# EXERCISE REQUIREMENTS:
Only one stretch of the data below is wanted: the lines from the one with "at the black" through the one with "at the concrete", repeated exactly.

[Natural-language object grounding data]
+ + +
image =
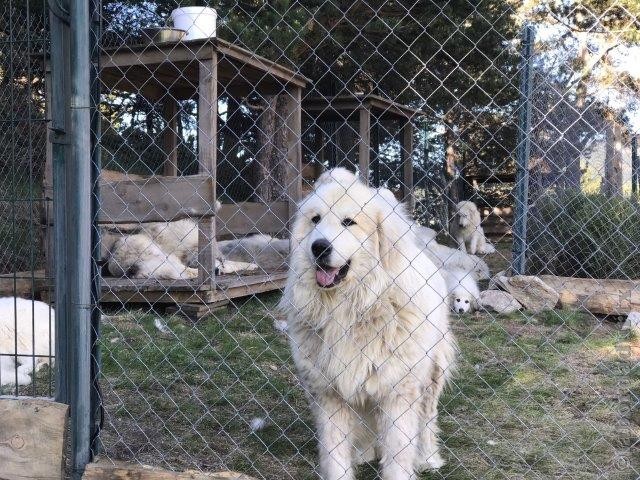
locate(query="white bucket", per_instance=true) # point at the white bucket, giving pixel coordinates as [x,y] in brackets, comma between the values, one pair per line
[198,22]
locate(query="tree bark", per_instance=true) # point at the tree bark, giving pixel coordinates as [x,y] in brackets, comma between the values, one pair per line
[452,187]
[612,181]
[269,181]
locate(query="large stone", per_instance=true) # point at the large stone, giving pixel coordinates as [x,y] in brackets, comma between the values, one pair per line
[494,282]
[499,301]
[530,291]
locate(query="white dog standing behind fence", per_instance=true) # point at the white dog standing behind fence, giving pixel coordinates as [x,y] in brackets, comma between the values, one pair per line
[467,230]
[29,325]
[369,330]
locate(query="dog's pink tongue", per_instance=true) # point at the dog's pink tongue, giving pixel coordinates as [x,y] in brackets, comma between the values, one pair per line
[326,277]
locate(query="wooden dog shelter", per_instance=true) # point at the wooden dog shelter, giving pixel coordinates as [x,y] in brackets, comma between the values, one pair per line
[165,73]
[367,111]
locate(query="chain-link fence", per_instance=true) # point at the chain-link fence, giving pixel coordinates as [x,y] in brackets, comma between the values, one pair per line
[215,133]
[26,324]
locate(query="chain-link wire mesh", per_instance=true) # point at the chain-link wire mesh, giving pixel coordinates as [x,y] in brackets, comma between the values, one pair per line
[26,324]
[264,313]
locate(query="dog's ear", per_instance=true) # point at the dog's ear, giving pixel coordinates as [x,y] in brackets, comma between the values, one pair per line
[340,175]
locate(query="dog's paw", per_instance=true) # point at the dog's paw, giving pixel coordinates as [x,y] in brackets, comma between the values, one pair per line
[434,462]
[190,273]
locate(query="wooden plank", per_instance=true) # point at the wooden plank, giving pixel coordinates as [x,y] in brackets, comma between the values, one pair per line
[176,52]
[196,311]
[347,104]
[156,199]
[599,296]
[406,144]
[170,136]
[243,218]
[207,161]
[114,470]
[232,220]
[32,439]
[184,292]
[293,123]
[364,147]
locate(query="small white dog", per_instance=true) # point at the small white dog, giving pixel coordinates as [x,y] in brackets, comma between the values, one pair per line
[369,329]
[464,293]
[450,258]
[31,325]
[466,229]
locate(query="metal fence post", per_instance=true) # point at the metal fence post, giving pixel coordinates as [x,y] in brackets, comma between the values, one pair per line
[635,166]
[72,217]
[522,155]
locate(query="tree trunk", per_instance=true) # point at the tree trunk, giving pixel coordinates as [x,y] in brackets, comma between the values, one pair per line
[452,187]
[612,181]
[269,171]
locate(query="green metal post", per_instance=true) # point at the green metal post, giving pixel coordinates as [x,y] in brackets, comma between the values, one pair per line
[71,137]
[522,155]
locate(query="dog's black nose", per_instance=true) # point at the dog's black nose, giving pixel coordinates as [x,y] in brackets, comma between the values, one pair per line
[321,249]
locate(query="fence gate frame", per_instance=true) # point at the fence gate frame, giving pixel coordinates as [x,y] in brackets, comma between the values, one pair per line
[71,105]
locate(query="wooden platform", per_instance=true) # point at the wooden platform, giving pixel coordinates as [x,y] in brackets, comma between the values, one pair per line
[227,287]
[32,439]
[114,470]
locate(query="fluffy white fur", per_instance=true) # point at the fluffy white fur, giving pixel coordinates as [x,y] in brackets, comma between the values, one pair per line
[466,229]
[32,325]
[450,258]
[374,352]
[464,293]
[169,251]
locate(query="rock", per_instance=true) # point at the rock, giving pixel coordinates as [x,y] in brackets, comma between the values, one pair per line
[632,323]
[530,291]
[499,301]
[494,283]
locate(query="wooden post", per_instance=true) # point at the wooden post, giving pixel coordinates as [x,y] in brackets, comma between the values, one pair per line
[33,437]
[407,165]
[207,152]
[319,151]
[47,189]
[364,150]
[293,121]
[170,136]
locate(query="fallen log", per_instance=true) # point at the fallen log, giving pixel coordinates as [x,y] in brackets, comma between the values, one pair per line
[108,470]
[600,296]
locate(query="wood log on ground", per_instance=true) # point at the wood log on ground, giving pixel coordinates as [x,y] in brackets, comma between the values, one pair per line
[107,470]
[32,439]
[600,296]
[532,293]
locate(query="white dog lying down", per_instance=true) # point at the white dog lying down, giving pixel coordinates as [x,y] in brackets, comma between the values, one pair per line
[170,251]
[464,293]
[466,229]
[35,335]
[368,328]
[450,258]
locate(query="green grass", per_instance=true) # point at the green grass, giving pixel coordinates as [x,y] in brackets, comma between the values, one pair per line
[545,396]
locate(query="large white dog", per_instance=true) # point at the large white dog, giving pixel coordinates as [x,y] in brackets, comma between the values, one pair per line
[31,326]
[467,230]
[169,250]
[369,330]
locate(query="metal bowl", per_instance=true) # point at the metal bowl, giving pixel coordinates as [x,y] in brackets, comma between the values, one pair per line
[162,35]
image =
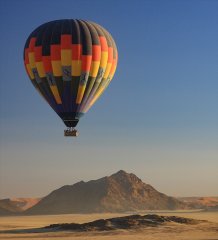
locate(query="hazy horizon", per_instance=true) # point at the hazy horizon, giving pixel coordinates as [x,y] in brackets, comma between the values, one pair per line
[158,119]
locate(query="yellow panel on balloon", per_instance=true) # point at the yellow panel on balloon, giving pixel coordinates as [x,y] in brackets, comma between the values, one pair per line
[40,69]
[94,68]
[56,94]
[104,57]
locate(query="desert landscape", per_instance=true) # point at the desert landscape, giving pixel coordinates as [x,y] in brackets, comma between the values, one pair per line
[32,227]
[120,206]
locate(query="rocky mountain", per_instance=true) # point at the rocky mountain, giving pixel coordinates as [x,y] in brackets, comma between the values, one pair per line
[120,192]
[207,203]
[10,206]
+ + +
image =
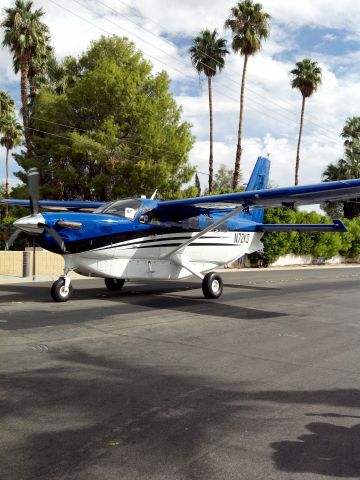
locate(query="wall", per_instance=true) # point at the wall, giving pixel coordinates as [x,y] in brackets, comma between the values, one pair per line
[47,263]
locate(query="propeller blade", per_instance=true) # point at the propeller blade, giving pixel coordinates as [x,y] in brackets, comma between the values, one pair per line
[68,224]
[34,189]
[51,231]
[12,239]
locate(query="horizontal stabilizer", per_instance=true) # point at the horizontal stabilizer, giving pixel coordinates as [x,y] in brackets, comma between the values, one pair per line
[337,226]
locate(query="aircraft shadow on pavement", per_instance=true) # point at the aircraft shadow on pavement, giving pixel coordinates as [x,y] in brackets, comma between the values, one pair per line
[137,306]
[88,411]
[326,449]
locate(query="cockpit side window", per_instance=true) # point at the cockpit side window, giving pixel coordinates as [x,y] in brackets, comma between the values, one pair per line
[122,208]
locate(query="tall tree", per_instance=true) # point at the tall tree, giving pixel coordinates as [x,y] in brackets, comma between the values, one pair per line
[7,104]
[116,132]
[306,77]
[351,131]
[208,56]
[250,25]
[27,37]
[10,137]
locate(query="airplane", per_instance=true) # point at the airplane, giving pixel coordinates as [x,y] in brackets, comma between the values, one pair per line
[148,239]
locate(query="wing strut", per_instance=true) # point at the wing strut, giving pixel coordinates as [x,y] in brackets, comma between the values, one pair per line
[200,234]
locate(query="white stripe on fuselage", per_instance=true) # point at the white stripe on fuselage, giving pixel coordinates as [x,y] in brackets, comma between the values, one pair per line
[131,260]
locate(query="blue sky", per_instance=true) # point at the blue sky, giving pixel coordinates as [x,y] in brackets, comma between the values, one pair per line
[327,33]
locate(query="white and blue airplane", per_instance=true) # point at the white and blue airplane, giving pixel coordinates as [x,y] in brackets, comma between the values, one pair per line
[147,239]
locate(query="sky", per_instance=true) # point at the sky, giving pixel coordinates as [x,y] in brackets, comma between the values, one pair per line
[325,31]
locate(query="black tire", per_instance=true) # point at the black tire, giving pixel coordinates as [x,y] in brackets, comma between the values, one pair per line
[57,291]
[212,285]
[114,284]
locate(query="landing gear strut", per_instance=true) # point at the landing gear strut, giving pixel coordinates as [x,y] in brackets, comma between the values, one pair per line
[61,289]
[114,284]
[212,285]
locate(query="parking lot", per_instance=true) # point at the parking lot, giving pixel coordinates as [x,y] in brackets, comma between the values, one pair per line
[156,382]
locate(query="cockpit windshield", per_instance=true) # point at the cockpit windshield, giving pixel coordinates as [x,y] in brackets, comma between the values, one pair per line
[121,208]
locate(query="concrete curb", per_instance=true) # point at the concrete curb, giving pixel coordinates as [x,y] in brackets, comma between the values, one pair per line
+ + +
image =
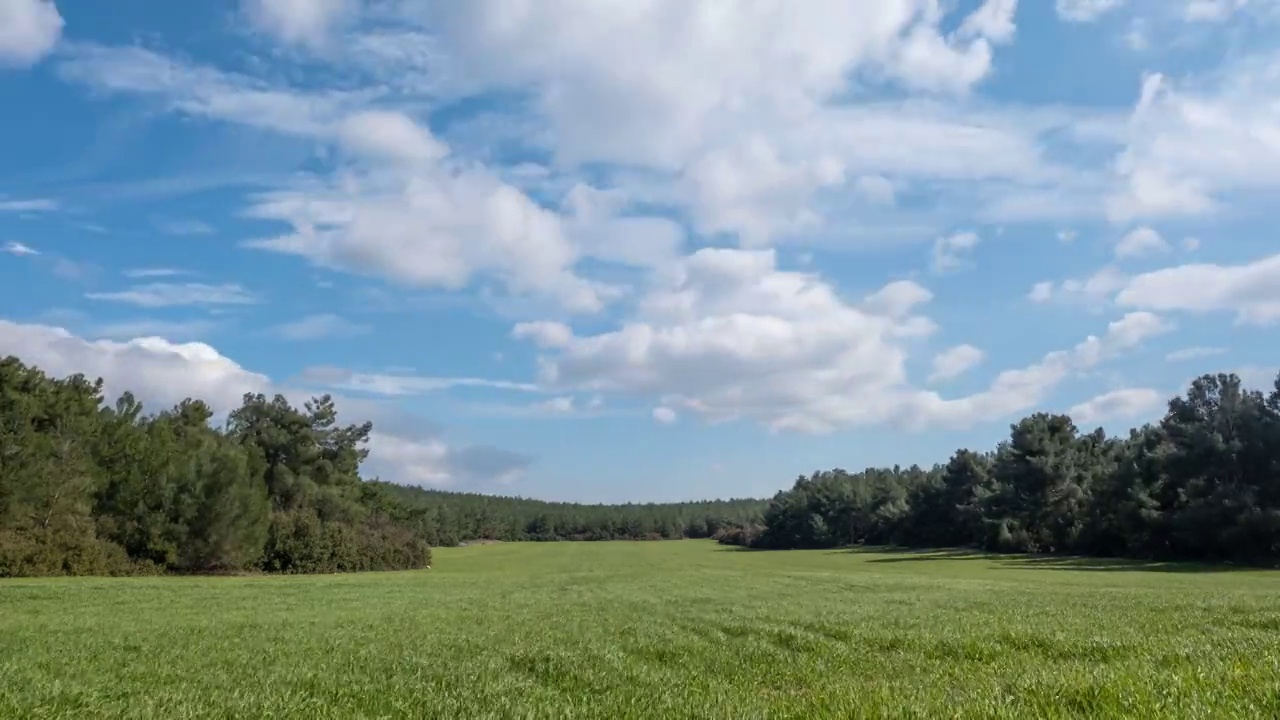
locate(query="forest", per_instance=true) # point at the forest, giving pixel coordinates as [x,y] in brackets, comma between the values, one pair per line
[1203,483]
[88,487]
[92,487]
+ + +
# WRITTEN RESPONSE:
locate(query="black tire", per_instance=true) # point at the black tire, giving pixel coordinates as [x,y] in brackets, comma between the values, one pair per line
[57,291]
[212,285]
[114,284]
locate(query="landing gear strut", per_instance=true) # point at the landing gear strut, giving pixel coordinates as [x,y] in brackets, comma between the values, one pair per line
[61,289]
[114,284]
[212,285]
locate(query="parking lot", per_instance=true) # point at the parking lot, giving pixel coordinates as [x,y] in brackets, comma between the values, one pair per line
[156,382]
locate(query="cockpit windshield", per_instance=true) # point at the cockpit windshield, giving pixel coordinates as [x,y] in brackets, comma between the values, one pair per line
[121,208]
locate(query="concrete curb", per_instance=true) # point at the concrete curb, giving pixel coordinates as [x,y] in brackets, comma between the values, one pair per line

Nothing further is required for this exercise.